Directions: The required lines are those that contain "water"; pull them out of the data and copy them.
BEGIN
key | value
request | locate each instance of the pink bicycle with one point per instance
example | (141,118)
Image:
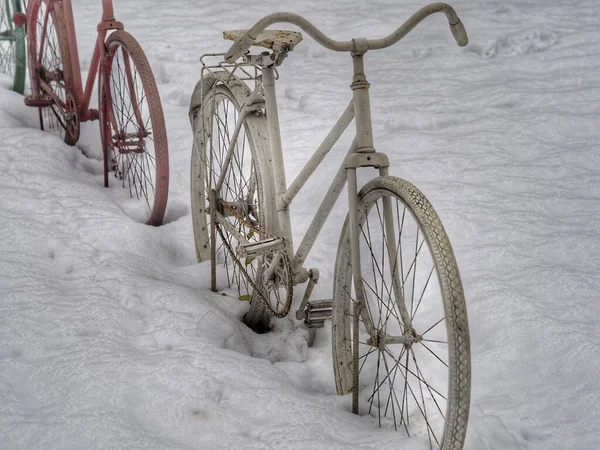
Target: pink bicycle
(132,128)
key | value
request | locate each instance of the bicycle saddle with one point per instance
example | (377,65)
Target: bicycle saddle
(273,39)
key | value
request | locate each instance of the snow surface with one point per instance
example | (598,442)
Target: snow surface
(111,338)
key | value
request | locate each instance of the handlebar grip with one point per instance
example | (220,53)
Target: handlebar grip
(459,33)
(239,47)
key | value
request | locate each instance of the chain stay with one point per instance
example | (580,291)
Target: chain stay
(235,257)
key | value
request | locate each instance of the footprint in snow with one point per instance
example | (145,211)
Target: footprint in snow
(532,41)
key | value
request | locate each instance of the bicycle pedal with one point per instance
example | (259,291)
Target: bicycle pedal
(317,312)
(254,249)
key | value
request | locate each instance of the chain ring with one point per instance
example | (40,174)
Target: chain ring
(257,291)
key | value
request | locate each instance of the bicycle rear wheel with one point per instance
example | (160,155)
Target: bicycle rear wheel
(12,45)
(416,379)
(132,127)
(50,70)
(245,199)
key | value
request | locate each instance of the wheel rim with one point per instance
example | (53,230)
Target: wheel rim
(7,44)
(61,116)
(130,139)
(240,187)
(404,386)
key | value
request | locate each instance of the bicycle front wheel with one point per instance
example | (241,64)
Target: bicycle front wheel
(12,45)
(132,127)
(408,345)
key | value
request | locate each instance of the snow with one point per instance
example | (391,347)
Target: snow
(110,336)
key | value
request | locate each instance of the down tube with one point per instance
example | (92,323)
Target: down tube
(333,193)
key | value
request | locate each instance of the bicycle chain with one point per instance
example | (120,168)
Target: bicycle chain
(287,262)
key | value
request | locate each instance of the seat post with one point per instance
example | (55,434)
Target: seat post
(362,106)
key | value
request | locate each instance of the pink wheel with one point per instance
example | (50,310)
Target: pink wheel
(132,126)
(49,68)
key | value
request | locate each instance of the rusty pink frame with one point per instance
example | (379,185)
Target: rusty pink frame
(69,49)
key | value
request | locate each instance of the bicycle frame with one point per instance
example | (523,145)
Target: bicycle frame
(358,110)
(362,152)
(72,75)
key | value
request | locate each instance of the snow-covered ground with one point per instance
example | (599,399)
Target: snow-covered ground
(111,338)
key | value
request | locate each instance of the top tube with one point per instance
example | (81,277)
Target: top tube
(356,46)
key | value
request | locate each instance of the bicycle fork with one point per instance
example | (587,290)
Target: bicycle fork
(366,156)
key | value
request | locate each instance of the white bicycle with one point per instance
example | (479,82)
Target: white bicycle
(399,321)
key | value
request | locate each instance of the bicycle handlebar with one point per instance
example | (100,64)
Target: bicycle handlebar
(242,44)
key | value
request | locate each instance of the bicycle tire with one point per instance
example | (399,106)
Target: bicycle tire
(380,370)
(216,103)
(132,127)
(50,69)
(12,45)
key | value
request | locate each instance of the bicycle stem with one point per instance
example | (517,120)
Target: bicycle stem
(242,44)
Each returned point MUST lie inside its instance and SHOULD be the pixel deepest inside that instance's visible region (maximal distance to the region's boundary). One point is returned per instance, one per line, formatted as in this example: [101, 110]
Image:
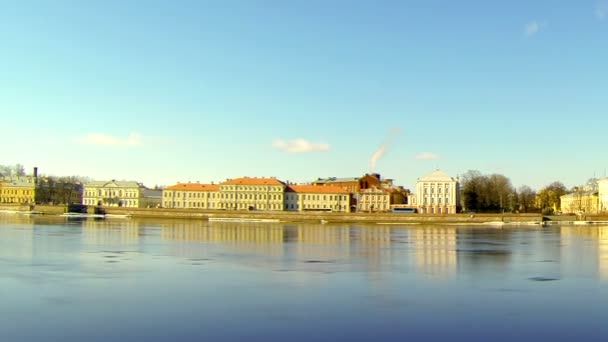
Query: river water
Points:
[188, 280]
END
BEGIN
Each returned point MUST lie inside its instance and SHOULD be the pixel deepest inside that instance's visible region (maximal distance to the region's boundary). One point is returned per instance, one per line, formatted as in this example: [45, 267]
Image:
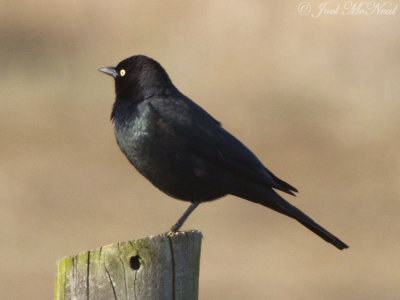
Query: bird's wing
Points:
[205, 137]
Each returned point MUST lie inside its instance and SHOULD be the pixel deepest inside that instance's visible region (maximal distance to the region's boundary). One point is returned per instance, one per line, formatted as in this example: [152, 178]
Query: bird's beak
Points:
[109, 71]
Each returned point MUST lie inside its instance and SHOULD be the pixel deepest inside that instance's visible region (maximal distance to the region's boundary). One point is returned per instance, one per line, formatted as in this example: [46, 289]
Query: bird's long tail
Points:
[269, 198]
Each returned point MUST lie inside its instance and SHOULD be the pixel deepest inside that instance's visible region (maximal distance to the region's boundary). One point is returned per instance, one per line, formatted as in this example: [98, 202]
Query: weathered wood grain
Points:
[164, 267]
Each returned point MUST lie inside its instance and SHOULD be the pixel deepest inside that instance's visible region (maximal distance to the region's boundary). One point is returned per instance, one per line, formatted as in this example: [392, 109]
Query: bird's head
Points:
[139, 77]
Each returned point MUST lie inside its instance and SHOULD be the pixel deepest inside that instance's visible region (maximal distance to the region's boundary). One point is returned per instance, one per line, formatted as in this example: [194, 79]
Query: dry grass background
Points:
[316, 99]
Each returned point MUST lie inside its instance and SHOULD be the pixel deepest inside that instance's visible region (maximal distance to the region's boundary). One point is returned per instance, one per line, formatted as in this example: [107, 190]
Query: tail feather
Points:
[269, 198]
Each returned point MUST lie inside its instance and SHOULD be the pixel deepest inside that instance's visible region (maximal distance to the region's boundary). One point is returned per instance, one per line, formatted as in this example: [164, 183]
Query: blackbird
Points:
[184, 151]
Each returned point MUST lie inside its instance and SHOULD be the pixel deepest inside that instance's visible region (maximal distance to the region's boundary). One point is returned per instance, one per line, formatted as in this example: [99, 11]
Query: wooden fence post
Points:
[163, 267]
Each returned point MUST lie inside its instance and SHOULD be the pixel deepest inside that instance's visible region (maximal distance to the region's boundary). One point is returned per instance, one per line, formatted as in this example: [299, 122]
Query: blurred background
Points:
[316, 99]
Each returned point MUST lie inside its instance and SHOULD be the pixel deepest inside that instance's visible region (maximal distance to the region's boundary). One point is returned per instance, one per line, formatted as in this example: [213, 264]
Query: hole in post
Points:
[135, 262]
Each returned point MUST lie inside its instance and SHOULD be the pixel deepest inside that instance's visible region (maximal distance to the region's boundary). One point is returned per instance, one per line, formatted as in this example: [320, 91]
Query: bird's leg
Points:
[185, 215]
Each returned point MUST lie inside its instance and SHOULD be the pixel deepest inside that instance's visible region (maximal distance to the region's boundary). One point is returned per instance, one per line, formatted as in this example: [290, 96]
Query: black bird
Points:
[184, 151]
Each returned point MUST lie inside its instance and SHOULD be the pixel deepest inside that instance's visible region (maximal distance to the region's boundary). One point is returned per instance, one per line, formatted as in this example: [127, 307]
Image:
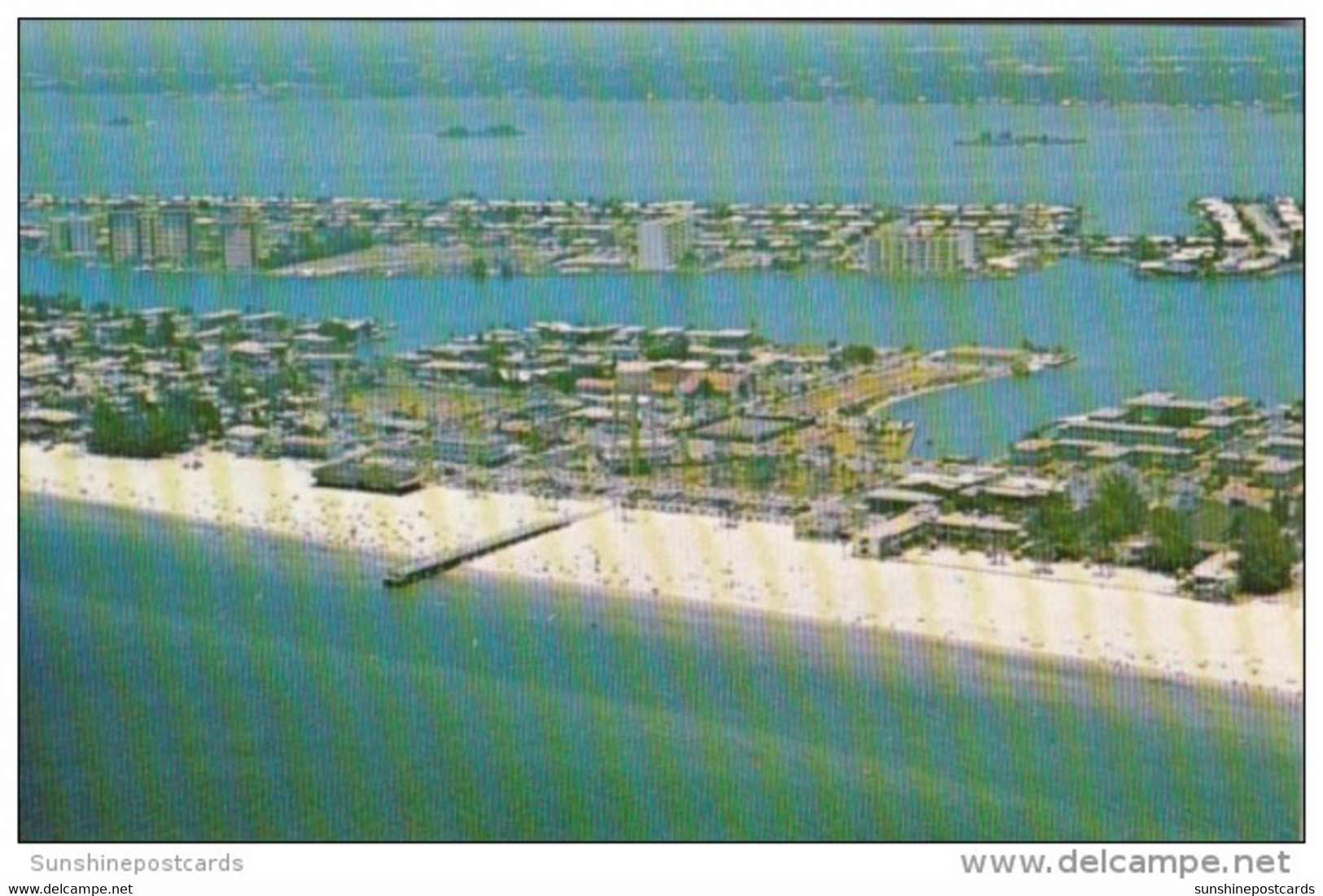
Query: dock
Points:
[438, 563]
END
BEGIN
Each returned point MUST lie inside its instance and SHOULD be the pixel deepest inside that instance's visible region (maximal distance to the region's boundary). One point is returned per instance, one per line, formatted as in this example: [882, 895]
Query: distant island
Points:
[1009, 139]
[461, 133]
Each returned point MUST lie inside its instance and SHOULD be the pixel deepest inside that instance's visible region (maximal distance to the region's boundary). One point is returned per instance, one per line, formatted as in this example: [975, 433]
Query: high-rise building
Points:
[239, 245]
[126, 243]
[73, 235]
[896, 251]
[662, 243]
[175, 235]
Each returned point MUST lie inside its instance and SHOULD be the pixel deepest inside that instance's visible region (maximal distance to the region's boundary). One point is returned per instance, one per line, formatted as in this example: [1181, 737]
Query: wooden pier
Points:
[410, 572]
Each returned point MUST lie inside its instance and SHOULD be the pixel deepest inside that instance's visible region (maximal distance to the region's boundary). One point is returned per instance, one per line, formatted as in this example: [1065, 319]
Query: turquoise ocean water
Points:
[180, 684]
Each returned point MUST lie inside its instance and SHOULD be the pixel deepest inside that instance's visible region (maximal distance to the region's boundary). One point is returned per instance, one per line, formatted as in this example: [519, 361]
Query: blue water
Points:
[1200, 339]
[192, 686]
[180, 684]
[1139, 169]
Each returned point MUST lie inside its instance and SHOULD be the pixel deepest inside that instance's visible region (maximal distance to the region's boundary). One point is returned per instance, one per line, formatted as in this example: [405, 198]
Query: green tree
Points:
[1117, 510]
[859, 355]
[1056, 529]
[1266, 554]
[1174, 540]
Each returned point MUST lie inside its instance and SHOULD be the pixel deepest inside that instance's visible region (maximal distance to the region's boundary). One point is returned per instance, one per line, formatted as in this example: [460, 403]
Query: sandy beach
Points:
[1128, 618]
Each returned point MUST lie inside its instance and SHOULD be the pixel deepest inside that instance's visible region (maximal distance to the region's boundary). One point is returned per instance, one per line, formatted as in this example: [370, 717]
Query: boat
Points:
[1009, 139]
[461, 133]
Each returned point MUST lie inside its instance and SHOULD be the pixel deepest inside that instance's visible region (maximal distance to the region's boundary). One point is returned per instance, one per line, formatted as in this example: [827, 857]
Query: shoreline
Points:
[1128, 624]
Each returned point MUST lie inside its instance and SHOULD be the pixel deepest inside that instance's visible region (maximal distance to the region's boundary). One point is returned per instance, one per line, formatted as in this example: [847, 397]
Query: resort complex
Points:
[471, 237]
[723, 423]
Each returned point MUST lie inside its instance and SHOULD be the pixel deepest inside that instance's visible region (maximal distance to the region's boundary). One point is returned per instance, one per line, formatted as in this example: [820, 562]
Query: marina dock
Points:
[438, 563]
END
The completed task:
Query: river water
Query: turquoise ocean water
Query: blue water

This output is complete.